How to complete this task - Show only those lines of the entries where the string "below" is found.

Task material: Begin

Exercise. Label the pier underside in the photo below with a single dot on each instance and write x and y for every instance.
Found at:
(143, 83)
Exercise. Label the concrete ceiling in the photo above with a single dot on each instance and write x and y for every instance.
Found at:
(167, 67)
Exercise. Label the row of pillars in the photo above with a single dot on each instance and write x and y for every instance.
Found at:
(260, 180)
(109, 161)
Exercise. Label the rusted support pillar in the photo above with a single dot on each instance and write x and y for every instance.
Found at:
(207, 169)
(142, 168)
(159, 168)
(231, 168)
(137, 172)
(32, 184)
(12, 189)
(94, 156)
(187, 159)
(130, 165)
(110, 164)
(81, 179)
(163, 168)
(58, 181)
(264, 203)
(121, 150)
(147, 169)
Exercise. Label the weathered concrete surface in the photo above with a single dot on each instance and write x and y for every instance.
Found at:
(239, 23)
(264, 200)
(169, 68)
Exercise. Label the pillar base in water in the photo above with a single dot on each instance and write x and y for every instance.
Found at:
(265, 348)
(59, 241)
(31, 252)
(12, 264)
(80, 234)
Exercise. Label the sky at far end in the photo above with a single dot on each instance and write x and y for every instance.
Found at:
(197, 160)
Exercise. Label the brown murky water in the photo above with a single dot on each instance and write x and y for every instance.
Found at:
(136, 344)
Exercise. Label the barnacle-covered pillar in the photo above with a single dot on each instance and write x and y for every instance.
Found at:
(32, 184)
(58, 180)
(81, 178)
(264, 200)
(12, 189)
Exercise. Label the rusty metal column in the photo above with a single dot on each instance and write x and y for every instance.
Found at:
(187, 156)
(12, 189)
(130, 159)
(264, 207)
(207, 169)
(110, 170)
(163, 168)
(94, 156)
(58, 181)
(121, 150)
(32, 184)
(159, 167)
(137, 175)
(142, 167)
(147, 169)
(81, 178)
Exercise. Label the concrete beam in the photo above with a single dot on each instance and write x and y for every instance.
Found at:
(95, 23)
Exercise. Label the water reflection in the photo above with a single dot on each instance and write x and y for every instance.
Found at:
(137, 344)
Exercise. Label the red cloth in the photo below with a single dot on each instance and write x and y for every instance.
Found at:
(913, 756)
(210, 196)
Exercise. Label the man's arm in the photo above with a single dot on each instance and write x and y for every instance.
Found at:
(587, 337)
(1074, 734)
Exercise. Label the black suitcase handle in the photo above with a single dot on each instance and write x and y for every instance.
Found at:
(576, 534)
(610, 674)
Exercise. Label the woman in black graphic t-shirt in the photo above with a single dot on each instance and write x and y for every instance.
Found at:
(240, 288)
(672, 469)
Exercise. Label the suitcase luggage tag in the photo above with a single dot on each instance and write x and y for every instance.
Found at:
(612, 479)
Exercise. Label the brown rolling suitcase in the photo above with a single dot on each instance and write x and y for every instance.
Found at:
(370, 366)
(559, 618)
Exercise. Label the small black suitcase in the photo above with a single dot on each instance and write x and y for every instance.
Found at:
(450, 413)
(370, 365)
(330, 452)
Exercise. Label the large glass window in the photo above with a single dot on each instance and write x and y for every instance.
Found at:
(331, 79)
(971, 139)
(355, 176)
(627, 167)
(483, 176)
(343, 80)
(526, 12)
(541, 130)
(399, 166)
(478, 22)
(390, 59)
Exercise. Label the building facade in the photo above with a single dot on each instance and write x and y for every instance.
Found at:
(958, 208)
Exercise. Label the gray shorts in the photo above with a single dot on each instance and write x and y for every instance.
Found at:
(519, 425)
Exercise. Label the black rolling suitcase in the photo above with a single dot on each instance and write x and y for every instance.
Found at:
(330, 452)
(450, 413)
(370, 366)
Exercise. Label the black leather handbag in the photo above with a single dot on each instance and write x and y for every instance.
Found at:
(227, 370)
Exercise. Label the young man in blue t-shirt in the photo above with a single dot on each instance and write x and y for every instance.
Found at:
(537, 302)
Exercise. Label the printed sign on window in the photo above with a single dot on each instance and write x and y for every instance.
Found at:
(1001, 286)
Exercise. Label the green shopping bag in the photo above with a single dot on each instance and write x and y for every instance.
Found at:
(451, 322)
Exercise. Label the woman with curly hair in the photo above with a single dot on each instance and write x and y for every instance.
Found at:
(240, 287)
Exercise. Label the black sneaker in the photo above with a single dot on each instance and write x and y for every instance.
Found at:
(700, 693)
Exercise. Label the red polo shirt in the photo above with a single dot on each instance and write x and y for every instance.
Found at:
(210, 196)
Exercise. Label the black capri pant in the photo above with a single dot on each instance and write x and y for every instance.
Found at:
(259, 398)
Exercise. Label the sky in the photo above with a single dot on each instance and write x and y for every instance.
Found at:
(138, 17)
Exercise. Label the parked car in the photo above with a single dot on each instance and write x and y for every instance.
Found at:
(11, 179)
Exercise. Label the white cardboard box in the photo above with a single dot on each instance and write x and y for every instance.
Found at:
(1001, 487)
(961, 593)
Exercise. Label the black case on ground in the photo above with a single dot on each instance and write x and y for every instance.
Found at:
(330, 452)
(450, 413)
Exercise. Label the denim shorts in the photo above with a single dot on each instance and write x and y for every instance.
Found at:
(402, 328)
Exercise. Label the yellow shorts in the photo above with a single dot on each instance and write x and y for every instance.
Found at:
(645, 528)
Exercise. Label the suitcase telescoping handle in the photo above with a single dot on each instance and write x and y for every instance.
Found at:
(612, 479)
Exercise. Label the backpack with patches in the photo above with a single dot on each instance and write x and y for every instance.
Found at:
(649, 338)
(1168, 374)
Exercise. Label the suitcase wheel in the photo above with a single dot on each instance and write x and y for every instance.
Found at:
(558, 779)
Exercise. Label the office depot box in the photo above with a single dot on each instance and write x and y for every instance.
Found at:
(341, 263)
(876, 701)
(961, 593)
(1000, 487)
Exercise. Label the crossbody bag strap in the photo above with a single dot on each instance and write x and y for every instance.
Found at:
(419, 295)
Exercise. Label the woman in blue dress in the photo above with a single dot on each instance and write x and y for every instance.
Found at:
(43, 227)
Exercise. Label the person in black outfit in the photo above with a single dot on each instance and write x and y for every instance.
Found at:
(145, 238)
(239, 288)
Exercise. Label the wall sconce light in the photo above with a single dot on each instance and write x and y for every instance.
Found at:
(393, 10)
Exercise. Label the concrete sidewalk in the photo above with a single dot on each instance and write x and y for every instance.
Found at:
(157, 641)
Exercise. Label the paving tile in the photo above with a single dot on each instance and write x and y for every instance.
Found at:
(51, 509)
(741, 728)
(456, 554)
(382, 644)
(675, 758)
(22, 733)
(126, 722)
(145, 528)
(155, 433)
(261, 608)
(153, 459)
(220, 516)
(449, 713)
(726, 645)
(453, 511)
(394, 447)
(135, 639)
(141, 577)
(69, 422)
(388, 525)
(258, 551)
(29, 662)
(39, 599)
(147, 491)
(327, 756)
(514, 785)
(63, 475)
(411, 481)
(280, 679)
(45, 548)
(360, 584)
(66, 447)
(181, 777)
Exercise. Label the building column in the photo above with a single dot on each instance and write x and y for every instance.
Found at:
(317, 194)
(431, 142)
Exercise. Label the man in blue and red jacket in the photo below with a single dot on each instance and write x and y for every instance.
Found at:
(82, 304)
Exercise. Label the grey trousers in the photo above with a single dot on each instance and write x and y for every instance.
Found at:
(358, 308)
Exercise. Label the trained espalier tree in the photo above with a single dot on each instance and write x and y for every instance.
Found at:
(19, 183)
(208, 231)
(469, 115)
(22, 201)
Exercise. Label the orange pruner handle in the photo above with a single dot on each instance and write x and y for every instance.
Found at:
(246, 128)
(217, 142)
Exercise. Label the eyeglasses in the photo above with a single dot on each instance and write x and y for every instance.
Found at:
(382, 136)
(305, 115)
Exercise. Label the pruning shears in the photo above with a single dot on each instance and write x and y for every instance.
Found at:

Task material: End

Solution to the problem -
Exercise. Label the pier underside in the photo below with a single dot on each instance and write x and y for every instance.
Exercise. Label the red cloth in the photo below with a single dot on each instance and write x and y for every instance.
Exercise. Label the man in blue and red jacket in the photo below with a single dot on each instance and write x and y for every instance.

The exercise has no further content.